— Task goal —
Reproduce verbatim the lines of the records below, beginning with the line that contains "Expected: for every instance of the handlebar" and continuing through the last line of the records, both ends included.

Some records
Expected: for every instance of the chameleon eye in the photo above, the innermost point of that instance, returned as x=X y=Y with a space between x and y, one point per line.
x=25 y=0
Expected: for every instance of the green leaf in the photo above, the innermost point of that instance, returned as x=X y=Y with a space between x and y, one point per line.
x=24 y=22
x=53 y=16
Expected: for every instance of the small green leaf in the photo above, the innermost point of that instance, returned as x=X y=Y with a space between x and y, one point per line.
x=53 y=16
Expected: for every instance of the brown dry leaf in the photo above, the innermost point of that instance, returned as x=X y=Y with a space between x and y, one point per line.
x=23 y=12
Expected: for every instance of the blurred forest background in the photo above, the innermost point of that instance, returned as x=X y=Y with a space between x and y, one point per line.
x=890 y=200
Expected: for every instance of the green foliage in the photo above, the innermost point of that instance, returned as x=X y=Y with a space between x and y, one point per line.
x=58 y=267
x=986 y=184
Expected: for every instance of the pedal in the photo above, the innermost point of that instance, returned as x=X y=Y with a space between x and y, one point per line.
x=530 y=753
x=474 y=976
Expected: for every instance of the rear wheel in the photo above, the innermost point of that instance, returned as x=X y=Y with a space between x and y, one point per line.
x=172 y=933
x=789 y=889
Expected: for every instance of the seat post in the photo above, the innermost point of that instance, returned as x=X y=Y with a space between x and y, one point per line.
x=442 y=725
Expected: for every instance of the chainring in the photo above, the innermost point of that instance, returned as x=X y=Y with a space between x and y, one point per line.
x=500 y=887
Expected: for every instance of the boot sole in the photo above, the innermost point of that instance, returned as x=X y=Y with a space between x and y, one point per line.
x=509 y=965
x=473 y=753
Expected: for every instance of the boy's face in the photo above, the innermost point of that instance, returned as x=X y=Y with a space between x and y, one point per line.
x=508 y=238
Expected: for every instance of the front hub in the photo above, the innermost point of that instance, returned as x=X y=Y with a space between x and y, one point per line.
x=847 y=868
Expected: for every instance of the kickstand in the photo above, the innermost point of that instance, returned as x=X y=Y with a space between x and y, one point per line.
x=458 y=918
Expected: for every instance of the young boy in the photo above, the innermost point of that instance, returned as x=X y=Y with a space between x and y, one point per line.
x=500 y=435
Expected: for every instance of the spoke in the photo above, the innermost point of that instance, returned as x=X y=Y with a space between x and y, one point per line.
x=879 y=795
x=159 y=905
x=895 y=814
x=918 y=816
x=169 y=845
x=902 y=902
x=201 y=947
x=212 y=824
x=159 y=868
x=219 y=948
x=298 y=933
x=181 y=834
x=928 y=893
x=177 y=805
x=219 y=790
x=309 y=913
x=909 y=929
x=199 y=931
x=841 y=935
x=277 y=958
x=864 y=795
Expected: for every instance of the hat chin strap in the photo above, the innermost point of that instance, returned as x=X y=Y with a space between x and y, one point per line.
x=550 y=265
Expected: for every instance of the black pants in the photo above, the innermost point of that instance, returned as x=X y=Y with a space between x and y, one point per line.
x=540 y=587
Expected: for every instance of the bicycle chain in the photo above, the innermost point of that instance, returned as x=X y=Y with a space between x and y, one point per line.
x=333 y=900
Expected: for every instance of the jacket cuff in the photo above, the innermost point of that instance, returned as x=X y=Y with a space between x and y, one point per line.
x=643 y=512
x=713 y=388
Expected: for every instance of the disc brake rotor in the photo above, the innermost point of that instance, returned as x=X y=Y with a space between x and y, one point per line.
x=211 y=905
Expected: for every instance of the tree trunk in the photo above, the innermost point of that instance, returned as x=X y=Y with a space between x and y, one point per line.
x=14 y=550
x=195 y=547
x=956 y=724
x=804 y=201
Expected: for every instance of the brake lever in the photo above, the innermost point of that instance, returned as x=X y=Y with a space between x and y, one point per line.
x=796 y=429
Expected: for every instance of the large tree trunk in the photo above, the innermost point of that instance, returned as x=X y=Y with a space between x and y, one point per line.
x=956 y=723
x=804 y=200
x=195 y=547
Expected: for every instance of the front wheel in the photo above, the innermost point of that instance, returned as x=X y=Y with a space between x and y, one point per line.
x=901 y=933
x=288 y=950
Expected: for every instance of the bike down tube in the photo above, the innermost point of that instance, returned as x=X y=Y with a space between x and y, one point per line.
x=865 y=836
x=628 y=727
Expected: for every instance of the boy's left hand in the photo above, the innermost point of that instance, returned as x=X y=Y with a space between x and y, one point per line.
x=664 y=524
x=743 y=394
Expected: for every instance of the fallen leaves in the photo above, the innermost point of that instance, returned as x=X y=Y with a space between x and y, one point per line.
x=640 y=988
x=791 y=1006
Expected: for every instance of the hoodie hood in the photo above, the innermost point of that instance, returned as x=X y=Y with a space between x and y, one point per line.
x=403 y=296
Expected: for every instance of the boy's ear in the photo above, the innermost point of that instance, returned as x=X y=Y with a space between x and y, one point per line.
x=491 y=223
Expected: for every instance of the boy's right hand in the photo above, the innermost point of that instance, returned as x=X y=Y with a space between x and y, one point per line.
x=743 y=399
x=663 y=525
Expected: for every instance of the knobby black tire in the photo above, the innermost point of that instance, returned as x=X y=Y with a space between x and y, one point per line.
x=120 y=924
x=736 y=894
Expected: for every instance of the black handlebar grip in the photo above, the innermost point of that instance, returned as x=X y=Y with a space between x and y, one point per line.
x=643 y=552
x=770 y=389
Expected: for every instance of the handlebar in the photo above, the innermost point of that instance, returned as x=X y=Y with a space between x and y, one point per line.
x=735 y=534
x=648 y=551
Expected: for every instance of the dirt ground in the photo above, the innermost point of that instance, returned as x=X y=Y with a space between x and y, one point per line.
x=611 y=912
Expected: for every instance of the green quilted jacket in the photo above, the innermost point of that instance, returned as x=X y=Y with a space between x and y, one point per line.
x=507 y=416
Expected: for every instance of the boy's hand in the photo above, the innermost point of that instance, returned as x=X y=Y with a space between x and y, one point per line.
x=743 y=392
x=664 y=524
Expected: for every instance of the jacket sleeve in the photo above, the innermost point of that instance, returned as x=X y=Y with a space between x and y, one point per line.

— The result —
Expected: for every instance of the handlebar in the photo above, the innermost point of that instance, returned as x=X y=Y with a space between x and y, one point per line.
x=735 y=534
x=648 y=551
Expected: for every instance of the dirt ground in the photo above, the innermost point of that instance, returned as x=X y=Y with a space between x and y, one point per line.
x=611 y=912
Expected: for every instance of the green quilted jacket in the photo above, the innermost point of that instance, returned as x=X y=Y with a space between x and y, one point per line.
x=507 y=416
Expected: for every instance of the boy's hand in the photo above, the innermost point of that instance, returned as x=X y=Y with a space between x and y, one point per line.
x=743 y=392
x=664 y=524
Expected: for every instance of the jacket sleeve in the photo above, the innermost point of that instance, returned as x=X y=Y with a space between x and y, one point per line.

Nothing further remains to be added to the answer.